Stated exercise: Print every line of the items below exactly as they appear, leaving out the pictures.

Records for the exercise:
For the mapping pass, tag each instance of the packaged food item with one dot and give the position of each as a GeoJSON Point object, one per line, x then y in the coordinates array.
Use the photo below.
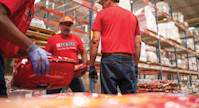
{"type": "Point", "coordinates": [178, 16]}
{"type": "Point", "coordinates": [60, 75]}
{"type": "Point", "coordinates": [80, 70]}
{"type": "Point", "coordinates": [146, 19]}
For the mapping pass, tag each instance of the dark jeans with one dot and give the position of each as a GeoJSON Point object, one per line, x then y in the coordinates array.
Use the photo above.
{"type": "Point", "coordinates": [2, 79]}
{"type": "Point", "coordinates": [117, 70]}
{"type": "Point", "coordinates": [76, 86]}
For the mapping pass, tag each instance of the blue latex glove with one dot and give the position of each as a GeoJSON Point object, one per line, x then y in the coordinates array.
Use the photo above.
{"type": "Point", "coordinates": [136, 71]}
{"type": "Point", "coordinates": [93, 74]}
{"type": "Point", "coordinates": [39, 59]}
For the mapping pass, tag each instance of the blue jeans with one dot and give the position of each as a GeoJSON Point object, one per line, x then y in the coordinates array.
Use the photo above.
{"type": "Point", "coordinates": [2, 79]}
{"type": "Point", "coordinates": [76, 86]}
{"type": "Point", "coordinates": [117, 70]}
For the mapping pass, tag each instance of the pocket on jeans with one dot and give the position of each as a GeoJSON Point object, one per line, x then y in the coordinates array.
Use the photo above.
{"type": "Point", "coordinates": [108, 68]}
{"type": "Point", "coordinates": [130, 71]}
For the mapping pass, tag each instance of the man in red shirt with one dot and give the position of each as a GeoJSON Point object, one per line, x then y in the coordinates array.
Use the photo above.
{"type": "Point", "coordinates": [15, 18]}
{"type": "Point", "coordinates": [68, 45]}
{"type": "Point", "coordinates": [121, 45]}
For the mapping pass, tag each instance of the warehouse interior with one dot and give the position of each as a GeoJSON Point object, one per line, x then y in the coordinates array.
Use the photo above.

Worked solution:
For the mapping pass, tag each instance of the packaged food item with one dot and give the position of each as a GeoJSON Point object, one per line, x then y in the coordinates array.
Use the photo below.
{"type": "Point", "coordinates": [178, 16]}
{"type": "Point", "coordinates": [60, 75]}
{"type": "Point", "coordinates": [80, 70]}
{"type": "Point", "coordinates": [146, 19]}
For the mapping pass, tag each instance of the dark jeans with one dot and give the position of each as a GeoJSON Point object, one per line, x then y in the coordinates array.
Use the photo above.
{"type": "Point", "coordinates": [2, 79]}
{"type": "Point", "coordinates": [117, 70]}
{"type": "Point", "coordinates": [76, 86]}
For the mapping pass, tag each instance of the blue latex glove with one dot and give the position of each as a GeoJSON Point object, one per line, x then y in the coordinates array.
Use the photo above.
{"type": "Point", "coordinates": [136, 71]}
{"type": "Point", "coordinates": [93, 74]}
{"type": "Point", "coordinates": [39, 59]}
For the mapping pass, tag each instance of the blue jeans with one dot and give the position of each as a GeoJSON Point object, one per line, x then y in the coordinates array.
Use the photo above.
{"type": "Point", "coordinates": [2, 79]}
{"type": "Point", "coordinates": [76, 86]}
{"type": "Point", "coordinates": [117, 70]}
For the mapping pass, tag each instance of the pocket on jeans with one dot and give the position of each as a GeoJSON Point object, one per line, x then y in the coordinates array.
Use the photo above.
{"type": "Point", "coordinates": [108, 68]}
{"type": "Point", "coordinates": [130, 71]}
For the mapping pass, tag each instance of the man in red shirt with one dot and give the position of each as a GeoJSON Point object, one per line, x then y in the coordinates array.
Use the photo above.
{"type": "Point", "coordinates": [15, 18]}
{"type": "Point", "coordinates": [68, 45]}
{"type": "Point", "coordinates": [121, 45]}
For the mapping pass, tag each instance of the warehouse interior with one dot and give the position of each as a GeoJSON Point object, one per line, x then y in the coordinates array.
Use the photo above.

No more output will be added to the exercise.